WHAT YOU NEED TO DO: Each entry below should be output exactly, apart from its images.

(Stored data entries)
------------------------------------------------------------

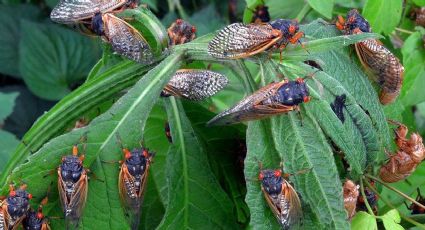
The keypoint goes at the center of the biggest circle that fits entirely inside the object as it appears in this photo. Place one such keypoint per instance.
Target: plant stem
(408, 219)
(369, 209)
(395, 190)
(303, 12)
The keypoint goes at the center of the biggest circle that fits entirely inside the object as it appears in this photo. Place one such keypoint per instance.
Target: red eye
(261, 176)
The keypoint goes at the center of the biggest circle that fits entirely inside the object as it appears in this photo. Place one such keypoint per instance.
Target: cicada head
(294, 93)
(356, 21)
(17, 204)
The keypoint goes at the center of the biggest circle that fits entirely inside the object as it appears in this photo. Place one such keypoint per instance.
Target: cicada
(351, 193)
(14, 208)
(124, 38)
(72, 186)
(181, 32)
(239, 40)
(36, 220)
(194, 84)
(272, 99)
(81, 11)
(132, 180)
(375, 57)
(281, 197)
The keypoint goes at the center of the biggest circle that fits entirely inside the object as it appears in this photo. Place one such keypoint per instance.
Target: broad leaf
(49, 67)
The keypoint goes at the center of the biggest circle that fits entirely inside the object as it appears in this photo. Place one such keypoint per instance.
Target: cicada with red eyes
(272, 99)
(194, 84)
(281, 197)
(124, 38)
(14, 208)
(240, 40)
(73, 186)
(35, 220)
(375, 57)
(132, 180)
(351, 194)
(181, 32)
(81, 11)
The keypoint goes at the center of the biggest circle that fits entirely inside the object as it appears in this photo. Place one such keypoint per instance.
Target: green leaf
(195, 197)
(7, 102)
(414, 75)
(391, 220)
(324, 7)
(363, 221)
(8, 143)
(127, 118)
(53, 59)
(383, 15)
(10, 30)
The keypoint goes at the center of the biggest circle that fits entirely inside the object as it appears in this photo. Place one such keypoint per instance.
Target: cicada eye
(261, 176)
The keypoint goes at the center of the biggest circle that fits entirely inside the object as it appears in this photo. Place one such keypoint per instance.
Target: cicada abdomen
(243, 40)
(72, 186)
(194, 84)
(132, 181)
(35, 220)
(281, 197)
(124, 38)
(81, 11)
(375, 57)
(351, 194)
(272, 99)
(14, 208)
(181, 32)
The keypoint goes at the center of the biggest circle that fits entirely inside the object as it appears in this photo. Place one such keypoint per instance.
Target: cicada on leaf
(124, 38)
(272, 99)
(81, 11)
(243, 40)
(375, 57)
(72, 186)
(14, 208)
(194, 84)
(132, 180)
(281, 197)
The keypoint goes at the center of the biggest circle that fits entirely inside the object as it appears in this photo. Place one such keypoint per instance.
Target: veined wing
(126, 40)
(256, 106)
(239, 40)
(74, 11)
(195, 84)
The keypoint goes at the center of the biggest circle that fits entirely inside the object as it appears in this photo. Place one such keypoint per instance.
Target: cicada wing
(253, 107)
(239, 40)
(126, 40)
(195, 84)
(74, 11)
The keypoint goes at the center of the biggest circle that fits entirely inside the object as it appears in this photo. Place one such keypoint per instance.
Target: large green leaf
(383, 15)
(10, 30)
(195, 198)
(126, 118)
(53, 59)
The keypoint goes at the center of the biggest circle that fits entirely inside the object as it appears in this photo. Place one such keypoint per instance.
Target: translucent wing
(384, 66)
(126, 40)
(239, 40)
(73, 11)
(256, 106)
(195, 84)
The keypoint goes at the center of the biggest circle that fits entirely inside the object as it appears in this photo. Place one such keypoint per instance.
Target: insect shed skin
(14, 208)
(275, 98)
(281, 197)
(375, 57)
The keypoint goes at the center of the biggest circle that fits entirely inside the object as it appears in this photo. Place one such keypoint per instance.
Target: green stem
(303, 12)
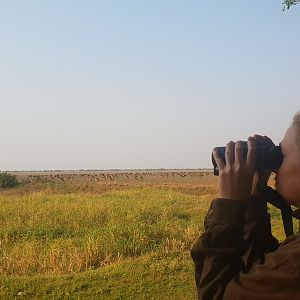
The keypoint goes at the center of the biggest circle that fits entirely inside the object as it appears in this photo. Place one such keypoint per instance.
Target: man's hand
(262, 177)
(236, 174)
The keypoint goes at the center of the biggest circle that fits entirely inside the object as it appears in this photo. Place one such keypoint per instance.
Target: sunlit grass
(117, 243)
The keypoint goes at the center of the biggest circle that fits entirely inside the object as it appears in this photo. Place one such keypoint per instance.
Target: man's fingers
(229, 153)
(251, 155)
(219, 161)
(239, 155)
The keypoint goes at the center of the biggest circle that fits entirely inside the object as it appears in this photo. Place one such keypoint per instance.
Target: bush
(8, 181)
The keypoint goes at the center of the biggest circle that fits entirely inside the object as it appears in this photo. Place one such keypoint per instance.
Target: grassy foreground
(129, 243)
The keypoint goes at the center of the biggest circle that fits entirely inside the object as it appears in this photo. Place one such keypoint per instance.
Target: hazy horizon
(142, 85)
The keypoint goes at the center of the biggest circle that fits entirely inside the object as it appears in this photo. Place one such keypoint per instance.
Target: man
(237, 257)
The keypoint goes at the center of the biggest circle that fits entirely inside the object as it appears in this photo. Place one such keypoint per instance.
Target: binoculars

------------------------------------------------------------

RESULT OF THIS TASK:
The keypoint goes at the center of the biggest circle that fits entirely inside the object as it appears in this photo. Place one such keypoint per instance.
Target: plant stem
(408, 219)
(369, 209)
(395, 190)
(303, 12)
The keypoint goes at the center of the biggest circle that fits entirely inside the object as it appears in this photo. Place one such keypoint per instance.
Target: red eye
(261, 176)
The keypoint goes at the center of the biggest circle that fits entirely inside the object as it appears in this photo. Place one such keypoint per instance.
Target: cicada head
(294, 93)
(356, 21)
(17, 204)
The keypoint goes at the center of the biggest circle that fits entirely inside the object as it appears in this photo. Place one such keypoint per instance.
Target: cicada
(351, 193)
(14, 208)
(124, 38)
(72, 186)
(181, 32)
(239, 40)
(36, 220)
(194, 84)
(272, 99)
(81, 11)
(132, 180)
(375, 57)
(281, 197)
The keypoint goes at the center of the biggest circle that fits entirely inside the object as it appears in this photo. Place one such keypoint per instance.
Target: broad leaf
(49, 67)
The keypoint goes at the center of the biggest circle that fits entirely inside the object as it appears in this photo. Place one such keypoint per instance.
Target: cicada with red eyes
(272, 99)
(194, 84)
(281, 197)
(124, 38)
(14, 208)
(240, 40)
(73, 186)
(35, 220)
(375, 57)
(132, 180)
(351, 194)
(181, 32)
(81, 11)
The keypoint goes at the center of the biggest circle that fits entirely inside the object as it appears in this photo. Place one such keypoint per instance.
Target: green leaf
(195, 197)
(7, 102)
(414, 75)
(391, 220)
(324, 7)
(363, 221)
(8, 143)
(127, 118)
(53, 59)
(383, 15)
(10, 30)
The keypoint goes at the center of the biggest circle that fits entirely inside the object as it appears in this photo. Place one such keypoint per instance.
Target: cicada eye
(261, 176)
The keypoint goes at the center of the biggest circle that fits entirely inside the object as it appears in this photo. Place one such keypoint per instance.
Target: cicada abdomen
(243, 40)
(72, 186)
(194, 84)
(132, 181)
(35, 220)
(281, 197)
(124, 38)
(81, 11)
(375, 57)
(351, 194)
(272, 99)
(14, 208)
(181, 32)
The keypoint goes at the center of the biggest circle that fits entirely inside the object as it appears in this photo. Place one such keypoint per instance.
Target: cicada on leaf
(124, 38)
(272, 99)
(81, 11)
(243, 40)
(375, 57)
(72, 186)
(14, 208)
(194, 84)
(132, 180)
(281, 197)
The keypoint goes at the center of the biggest circle that fits entirely inside the object as it appears in this photo. Place one such keypoint per instance.
Target: veined wing
(126, 40)
(256, 106)
(239, 40)
(74, 11)
(195, 84)
The keypoint goes at the center of the biggest circle that fits entirely inside the object as it appears in this photo. Place one such keypoint per instance.
Target: cicada wing
(253, 107)
(239, 40)
(126, 40)
(195, 84)
(74, 11)
The keypoint goes at the center of the biggest circle that fits entirely inside the object as it appears in this photo. Place one such keypoint per instance.
Target: large green leaf
(383, 15)
(10, 30)
(195, 198)
(126, 118)
(53, 59)
The keypoint goes at the center of the biggest circle that fits entirely inside the object as it appears in this photo. Place one such keypoint per instance.
Target: translucent wing
(384, 66)
(126, 40)
(239, 40)
(73, 11)
(256, 106)
(195, 84)
The keypoint goes at the center of the biggest circle that fits entirely inside the object as it appears in this photo. Place one such keypoint per instance.
Target: insect shed skin
(14, 208)
(275, 98)
(281, 197)
(375, 57)
The keypoint goes at the center of the biggest circle that fits entirely inside the object as it appears in this photo. Place one such keypoint per instance.
Target: green stem
(303, 12)
The keypoint goes at the center of the biggest circle that fits entirely inside the object as it appears in this photo. Place one such keypoint per instance.
Target: man's hand
(262, 177)
(236, 174)
The keypoint goes at the center of the biggest circle that fits entirely inside the object as it appears in this photo. Place one such keypoint per instance.
Target: sunlit grass
(117, 243)
The keypoint goes at the center of the biggest circle that fits entirely inside the object as it appears in this photo. Place one such keypoint per instance.
Target: man's fingers
(229, 153)
(251, 155)
(219, 161)
(239, 155)
The keypoint goes at the center of the biggest circle that fits entirely inside the object as it appears in this photo. Place one such keypoint per instance.
Target: bush
(8, 181)
The keypoint goes at the center of the biggest circle that fits entirely inside the object as it appears in this photo. Place one such keypoint per instance.
Target: grassy foreground
(129, 243)
The keypoint goes at the center of the biggest circle that fits entirely inside the object as it appears in this photo. Place one such keypoint per instance.
Target: hazy horizon
(142, 85)
The keypoint goes at the center of the biggest circle that fits entirely inside the object as it appears in this photo. Place one such keypoint per instance.
Target: man
(237, 257)
The keypoint goes at the center of the biggest circle that fits entirely inside the object as it appears in this photo. Place one such keypoint per instance.
Target: binoculars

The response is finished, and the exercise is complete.